### EXERCISE INPUT

=====

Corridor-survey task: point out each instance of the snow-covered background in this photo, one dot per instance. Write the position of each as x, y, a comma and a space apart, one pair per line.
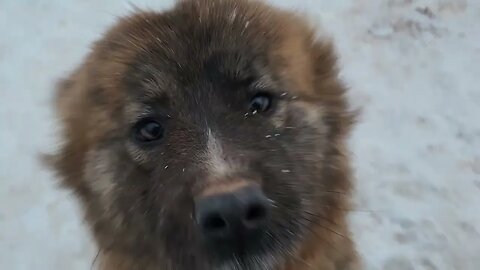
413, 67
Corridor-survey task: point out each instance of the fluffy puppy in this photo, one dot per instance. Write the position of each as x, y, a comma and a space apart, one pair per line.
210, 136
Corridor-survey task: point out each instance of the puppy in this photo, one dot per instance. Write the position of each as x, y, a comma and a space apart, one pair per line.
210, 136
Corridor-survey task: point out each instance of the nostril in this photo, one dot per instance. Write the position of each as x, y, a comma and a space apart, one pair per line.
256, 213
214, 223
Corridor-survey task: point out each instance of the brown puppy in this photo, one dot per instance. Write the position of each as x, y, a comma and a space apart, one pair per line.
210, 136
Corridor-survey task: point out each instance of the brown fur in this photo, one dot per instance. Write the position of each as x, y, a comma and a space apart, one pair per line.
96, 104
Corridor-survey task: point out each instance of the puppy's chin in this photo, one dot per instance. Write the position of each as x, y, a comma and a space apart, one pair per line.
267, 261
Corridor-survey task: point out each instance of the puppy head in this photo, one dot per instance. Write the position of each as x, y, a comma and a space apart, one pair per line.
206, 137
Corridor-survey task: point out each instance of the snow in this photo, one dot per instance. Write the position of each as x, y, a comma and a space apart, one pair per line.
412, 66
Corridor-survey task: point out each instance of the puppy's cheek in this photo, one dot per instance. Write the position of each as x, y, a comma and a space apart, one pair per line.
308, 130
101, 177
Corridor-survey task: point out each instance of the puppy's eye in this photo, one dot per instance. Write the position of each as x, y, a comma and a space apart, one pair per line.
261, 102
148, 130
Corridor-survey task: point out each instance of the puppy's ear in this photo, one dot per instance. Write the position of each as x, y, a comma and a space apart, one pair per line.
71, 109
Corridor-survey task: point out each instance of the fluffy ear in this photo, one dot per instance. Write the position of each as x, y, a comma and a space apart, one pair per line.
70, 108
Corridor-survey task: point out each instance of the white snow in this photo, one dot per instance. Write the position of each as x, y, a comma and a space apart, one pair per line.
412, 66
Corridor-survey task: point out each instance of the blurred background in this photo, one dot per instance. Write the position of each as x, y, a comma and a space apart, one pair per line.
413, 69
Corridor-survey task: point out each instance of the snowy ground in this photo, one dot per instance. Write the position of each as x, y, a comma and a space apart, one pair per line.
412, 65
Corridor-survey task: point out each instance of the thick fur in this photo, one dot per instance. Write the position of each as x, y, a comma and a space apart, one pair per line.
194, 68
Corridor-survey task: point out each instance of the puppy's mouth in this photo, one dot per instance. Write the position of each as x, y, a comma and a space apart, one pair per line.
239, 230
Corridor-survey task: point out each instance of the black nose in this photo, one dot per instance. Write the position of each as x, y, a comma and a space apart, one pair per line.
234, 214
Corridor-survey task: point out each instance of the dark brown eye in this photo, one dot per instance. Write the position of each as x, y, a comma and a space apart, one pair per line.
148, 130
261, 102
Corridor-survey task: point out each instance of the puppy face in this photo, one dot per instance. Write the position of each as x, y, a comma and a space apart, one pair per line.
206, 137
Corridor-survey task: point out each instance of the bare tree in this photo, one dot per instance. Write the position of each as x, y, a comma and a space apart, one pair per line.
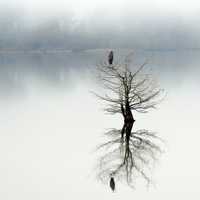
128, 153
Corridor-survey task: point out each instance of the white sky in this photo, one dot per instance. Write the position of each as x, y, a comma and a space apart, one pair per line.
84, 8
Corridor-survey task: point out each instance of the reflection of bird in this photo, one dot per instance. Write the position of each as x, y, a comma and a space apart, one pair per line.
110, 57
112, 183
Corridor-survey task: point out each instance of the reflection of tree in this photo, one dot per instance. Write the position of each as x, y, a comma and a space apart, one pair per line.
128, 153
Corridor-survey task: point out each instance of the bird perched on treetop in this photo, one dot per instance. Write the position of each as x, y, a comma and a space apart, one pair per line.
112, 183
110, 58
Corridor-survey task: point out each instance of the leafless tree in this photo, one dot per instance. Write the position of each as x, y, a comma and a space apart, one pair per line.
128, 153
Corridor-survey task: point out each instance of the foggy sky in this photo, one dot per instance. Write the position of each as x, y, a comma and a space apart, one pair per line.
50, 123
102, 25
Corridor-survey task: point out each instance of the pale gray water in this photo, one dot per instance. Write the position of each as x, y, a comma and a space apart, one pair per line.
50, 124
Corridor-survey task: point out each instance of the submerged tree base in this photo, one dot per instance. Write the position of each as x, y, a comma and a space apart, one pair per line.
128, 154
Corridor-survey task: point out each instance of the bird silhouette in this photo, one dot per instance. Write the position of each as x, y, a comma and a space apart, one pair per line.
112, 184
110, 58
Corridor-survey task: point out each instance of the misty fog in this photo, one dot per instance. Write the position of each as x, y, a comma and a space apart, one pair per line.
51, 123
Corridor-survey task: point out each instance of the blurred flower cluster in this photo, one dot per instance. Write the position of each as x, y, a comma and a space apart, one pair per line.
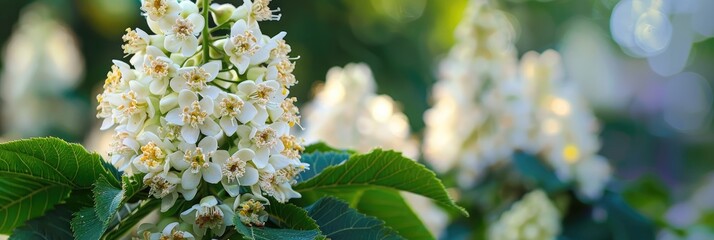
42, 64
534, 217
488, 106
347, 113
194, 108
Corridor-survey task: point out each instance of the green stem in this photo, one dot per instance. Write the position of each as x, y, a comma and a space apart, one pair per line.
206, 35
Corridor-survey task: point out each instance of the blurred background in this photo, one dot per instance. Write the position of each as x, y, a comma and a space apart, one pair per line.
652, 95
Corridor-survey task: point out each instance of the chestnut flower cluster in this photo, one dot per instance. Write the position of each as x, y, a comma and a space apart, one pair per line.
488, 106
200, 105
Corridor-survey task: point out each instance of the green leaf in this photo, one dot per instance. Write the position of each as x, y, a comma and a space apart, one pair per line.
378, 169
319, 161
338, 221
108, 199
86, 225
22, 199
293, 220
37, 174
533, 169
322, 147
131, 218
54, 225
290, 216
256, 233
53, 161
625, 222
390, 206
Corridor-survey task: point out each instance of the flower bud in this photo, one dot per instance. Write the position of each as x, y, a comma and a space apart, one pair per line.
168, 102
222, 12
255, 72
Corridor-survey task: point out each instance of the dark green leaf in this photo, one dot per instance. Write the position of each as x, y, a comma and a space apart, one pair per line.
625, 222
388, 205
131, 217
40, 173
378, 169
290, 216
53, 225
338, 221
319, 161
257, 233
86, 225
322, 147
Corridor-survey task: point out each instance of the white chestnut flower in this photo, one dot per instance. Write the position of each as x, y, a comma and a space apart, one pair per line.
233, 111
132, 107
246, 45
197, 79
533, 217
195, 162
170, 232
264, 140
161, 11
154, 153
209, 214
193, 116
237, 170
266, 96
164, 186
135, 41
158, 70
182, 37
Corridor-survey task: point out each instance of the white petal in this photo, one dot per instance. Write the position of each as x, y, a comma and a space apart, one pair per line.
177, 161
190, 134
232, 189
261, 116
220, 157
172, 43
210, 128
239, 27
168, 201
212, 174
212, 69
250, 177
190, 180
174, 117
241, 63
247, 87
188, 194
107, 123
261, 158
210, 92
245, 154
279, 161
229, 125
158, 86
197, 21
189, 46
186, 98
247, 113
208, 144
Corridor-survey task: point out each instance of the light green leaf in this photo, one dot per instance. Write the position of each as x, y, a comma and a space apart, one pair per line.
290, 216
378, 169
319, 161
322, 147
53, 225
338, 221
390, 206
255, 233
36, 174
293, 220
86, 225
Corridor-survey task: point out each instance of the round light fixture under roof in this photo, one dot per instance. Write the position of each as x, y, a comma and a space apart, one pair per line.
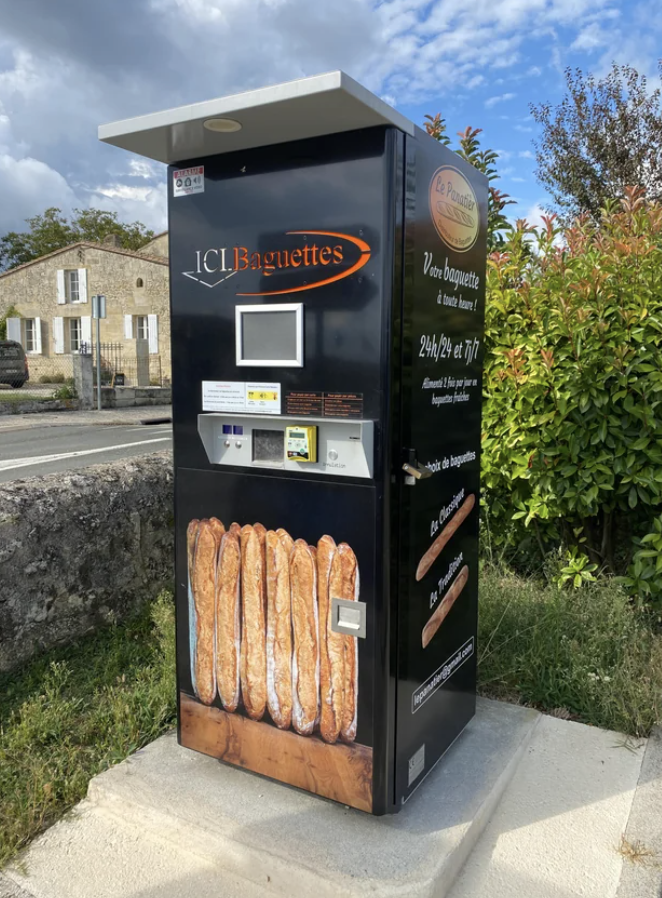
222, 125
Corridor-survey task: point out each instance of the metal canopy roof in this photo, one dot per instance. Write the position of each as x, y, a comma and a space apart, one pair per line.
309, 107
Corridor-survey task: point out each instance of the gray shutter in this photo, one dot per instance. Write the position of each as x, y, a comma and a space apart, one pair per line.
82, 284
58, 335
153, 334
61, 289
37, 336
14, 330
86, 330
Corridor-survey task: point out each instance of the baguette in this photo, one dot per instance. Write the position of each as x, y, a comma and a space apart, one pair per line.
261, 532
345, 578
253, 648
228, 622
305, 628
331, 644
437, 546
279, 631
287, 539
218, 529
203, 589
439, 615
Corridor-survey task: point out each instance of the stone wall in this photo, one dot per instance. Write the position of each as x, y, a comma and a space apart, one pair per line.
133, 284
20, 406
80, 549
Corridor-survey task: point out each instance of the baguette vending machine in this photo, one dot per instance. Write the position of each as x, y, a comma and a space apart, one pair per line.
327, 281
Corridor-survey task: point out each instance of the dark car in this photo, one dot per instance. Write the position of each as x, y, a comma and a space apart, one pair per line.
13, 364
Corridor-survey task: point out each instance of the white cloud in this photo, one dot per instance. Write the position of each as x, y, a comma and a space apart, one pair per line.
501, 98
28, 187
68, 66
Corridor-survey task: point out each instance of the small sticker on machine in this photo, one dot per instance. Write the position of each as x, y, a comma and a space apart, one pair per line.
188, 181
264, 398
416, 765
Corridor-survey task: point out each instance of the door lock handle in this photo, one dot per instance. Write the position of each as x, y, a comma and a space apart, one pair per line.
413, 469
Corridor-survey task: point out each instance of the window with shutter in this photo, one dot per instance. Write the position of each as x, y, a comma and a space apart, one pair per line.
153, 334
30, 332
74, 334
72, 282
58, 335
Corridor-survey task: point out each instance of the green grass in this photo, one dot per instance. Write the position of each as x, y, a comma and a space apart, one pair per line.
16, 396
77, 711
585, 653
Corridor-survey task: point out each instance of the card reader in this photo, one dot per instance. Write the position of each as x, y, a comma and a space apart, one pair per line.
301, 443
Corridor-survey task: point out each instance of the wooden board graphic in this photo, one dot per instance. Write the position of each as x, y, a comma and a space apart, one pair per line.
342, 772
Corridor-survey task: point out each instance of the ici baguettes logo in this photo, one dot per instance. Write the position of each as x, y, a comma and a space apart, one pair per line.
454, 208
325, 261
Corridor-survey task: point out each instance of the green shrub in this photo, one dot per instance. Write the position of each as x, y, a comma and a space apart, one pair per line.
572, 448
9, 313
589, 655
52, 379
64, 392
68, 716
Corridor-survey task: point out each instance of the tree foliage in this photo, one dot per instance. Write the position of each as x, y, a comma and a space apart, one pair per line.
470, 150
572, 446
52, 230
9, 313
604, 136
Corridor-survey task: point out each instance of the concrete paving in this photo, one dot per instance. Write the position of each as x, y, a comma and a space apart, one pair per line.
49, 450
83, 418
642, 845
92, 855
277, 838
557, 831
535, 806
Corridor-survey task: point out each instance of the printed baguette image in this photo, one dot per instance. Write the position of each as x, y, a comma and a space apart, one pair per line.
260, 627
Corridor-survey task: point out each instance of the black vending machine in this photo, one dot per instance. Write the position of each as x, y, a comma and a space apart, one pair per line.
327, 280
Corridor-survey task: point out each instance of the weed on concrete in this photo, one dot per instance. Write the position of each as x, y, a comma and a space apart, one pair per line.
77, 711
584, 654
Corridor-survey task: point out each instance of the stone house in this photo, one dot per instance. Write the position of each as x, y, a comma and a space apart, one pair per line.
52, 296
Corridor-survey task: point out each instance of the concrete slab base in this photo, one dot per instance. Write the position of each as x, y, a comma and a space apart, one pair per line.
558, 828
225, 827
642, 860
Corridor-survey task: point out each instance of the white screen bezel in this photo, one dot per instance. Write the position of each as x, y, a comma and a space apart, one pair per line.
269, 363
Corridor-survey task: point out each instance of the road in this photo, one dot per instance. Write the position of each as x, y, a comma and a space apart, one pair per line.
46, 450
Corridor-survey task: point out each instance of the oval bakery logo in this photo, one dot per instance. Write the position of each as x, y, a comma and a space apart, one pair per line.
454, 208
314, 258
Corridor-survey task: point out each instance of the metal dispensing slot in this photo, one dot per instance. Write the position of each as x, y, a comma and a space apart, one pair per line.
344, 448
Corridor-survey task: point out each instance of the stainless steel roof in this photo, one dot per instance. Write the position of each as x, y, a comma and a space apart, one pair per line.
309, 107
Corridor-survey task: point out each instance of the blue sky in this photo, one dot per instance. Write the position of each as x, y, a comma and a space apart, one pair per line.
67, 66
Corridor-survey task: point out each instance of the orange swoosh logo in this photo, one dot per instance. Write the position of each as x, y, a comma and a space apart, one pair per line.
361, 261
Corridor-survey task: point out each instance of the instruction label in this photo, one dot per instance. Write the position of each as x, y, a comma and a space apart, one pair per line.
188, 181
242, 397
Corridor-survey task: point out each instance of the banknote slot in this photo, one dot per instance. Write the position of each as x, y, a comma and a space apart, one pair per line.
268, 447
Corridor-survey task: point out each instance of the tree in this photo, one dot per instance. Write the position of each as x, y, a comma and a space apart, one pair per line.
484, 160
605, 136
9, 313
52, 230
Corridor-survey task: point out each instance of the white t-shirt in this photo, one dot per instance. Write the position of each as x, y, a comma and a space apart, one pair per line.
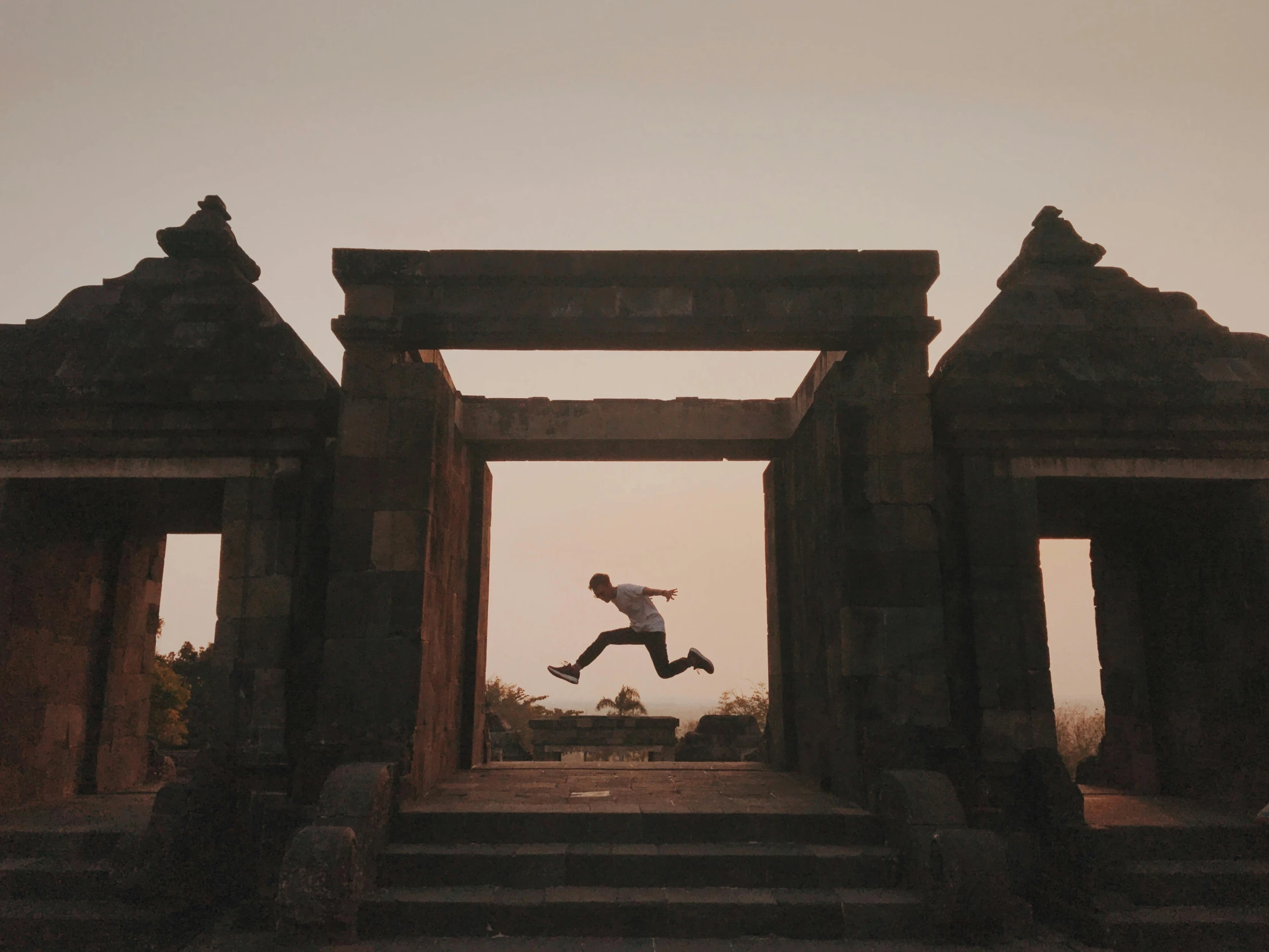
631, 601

=====

Nothing but the lines from the one that holds "Corridor-survey task: point out each instance of the orange" through the end of the data should appear, written out exactly, without pictures.

Corridor-survey task: point out each instance of the orange swoosh logo in this photo, one dot per instance. Write the position of each as x, y, a comma and a space apart, one pair per line.
361, 261
Corridor-survey task: point out each instance of the instruction label in this photo, one dot per instance. Write the position of each as x, y, a comma and a space apart, one pair per line.
188, 181
242, 397
Corridor-survey task: point out each instance of the banknote slot in this photo, one dot per instance. Write the position of each as x, y, a comma and a space apart, one pair per line.
268, 447
Corridor-survey task: point out each instance of the tree in this photo, one dot per instance. Write the position of each as x, y, a comma and a space apart, one pair per line.
484, 160
605, 136
9, 313
52, 230
Corridor-survey task: point out each instance of the white t-shirt in this photo, one dot per instance. Write the position of each as x, y, a comma and a space apart, one pair per line.
631, 601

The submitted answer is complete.